Gender Affects Mortality After Acute Coronary Syndromes

Differences depend on clinical presentation and angiographic disease severity

TUESDAY, Aug. 25 (HealthDay News) -- Women have different short-term death rates than men following acute coronary syndromes (ACS) depending on clinical presentation, although this appears to be largely due to differences in angiographic disease severity, according to a study in the Aug. 26 issue of the Journal of the American Medical Association.

Jeffrey S. Berger, M.D., from the New York University School of Medicine in New York City, and colleagues compared 30-day mortality following ACS among 136,247 patients (28 percent women) who had participated in various randomized clinical trials for ACS. Of these, 102,004 had ST-segment elevation myocardial infarction (STEMI, 26 percent women), 14,466 had non-STEMI (29 percent women), and 19,777 had unstable angina (40 percent women).

After adjusting for various factors, the researchers found that mortality was similar overall among women and men (adjusted odds ratio, 1.06). However, mortality was higher for women with STEMI (adjusted odds ratio, 1.15), lower for women with non-STEMI (adjusted odds ratio, 0.77), and lower in women with unstable angina (adjusted odds ratio, 0.55). These gender differences based on ACS type disappeared after further adjusting for angiographic disease severity.

"Sex-based differences existed in 30-day mortality among patients with ACS and vary depending on clinical presentation," Berger and colleagues conclude. "However, these differences appear to be largely explained by clinical differences at presentation and severity of angiographically documented disease."

[Data shown]
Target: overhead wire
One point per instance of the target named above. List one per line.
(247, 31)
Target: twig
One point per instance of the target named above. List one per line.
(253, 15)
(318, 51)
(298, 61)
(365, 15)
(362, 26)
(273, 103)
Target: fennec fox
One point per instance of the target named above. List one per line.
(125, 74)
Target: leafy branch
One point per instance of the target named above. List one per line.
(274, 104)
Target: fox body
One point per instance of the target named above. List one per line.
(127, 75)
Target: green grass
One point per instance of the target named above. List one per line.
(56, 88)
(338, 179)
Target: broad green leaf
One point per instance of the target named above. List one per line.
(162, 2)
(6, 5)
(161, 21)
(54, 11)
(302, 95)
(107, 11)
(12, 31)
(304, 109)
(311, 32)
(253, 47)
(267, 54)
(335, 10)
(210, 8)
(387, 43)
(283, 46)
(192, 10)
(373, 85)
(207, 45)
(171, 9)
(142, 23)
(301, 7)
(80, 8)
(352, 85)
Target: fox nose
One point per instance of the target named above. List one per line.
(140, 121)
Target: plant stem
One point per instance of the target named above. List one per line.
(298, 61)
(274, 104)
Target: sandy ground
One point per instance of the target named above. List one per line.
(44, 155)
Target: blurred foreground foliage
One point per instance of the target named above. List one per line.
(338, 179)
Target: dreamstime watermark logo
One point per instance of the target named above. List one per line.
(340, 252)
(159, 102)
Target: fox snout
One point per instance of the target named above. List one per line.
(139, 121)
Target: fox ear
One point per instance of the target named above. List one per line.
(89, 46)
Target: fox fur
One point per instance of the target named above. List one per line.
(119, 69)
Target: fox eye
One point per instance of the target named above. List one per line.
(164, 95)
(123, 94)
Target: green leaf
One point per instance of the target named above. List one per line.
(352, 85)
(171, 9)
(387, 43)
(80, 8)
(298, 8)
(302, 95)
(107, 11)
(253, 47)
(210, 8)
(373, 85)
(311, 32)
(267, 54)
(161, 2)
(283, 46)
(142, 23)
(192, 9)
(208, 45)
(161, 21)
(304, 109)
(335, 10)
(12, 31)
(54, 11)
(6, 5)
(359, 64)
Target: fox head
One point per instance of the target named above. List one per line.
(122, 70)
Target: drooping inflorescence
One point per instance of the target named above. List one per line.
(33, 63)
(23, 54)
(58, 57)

[Description of the task]
From the report on gender and mortality after acute coronary syndromes, list every adjusted odds ratio given, with the group each one describes.

[Your solution]
- Women and men overall: 1.06
- Women with STEMI: 1.15
- Women with non-STEMI: 0.77
- Women with unstable angina: 0.55